-- CONSEGNE --
**a)** Nel testo sul Mar Morto, riportato più in basso, perché l'acqua di questo mare è così salata e perché porta il nome che ha? Rispondi in una, due o tre frasi.
**b)** Prosegui il testo sul Mar Morto a partire dalla sua ultima frase.

-- TESTO FORNITO --
Il Mar Morto è un mare chiuso che sorge tra Israele, Giordania e Cisgiordania e possiede una sua particolarità: a causa della forte evaporazione al quale è esposto, infatti, l’acqua del Mar Morto è estremamente salata, non permettendo dunque alcun tipo di forma di vita. Da qui il macabro nome che lo contraddistingue.

Non è un caso, dunque, che il Mar Morto sia non solo meta di flotte di turisti ma anche fonte di ispirazione per innumerevoli artisti, che attribuiscono alla sua essenza una fortissima carica simbolica. Tra questi il lavoro più significativo è sicuramente quello dell’artista israeliana Sigalit Landau che, particolarmente colpita dal processo di cristallizzazione del sale, ne ha fatto la principale tecnica adoperata nel concepimento di alcuni suoi lavori.

-- DATI FORNITI --
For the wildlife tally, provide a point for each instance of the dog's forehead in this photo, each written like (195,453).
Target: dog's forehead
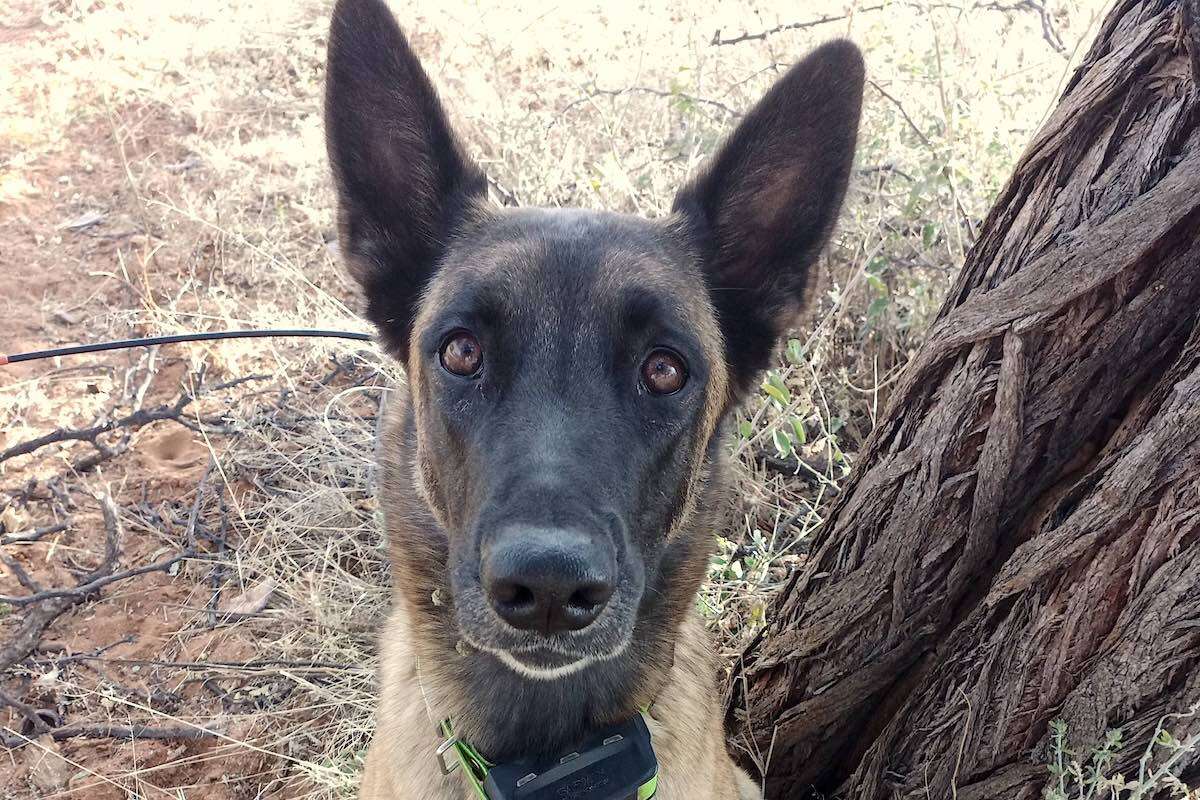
(559,253)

-- RISPOSTE ALLE CONSEGNE --
**a)** L'acqua del Mar Morto è estremamente salata a causa della forte evaporazione a cui è esposta. Questa salinità non permette alcun tipo di forma di vita, e da qui deriva il nome macabro del mare.

**b)**
L’ultimo è anche, a mio avviso, il più emozionante: Sposa di sale, questo è il suo nome. Immergendo un abito nero nelle acque del Mar Morto per due anni, infatti, l’artista ha ottenuto un risultato davvero suggestivo, documentandone ogni sua fase in una serie fotografica altrettanto significativa, attualmente in mostra fino al 3 settembre presso la galleria Malborough di Londra.

Cristallizzandosi sul tessuto, il sale ha trasformato l’abito in una vera e propria scultura ispirata a The Dybbuk, una commedia teatrale russa dei primi del ‘900 con protagonista una giovane sposa posseduta dallo spirito del suo amante morto.

Dal 2014 a oggi l’abito ha subito una vera e propria metamorfosi in ogni suo aspetto: da un vestito nero, quasi funereo, a un abito da sposa bianco, candido, simbolo di vita e speranza. Una rinascita da quelle acque che, per sua natura, avrebbero dovuto sancirne la morte ultima. In un territorio, quello della Palestina, in cui il confine tra vita e morte è spesso messo in discussione.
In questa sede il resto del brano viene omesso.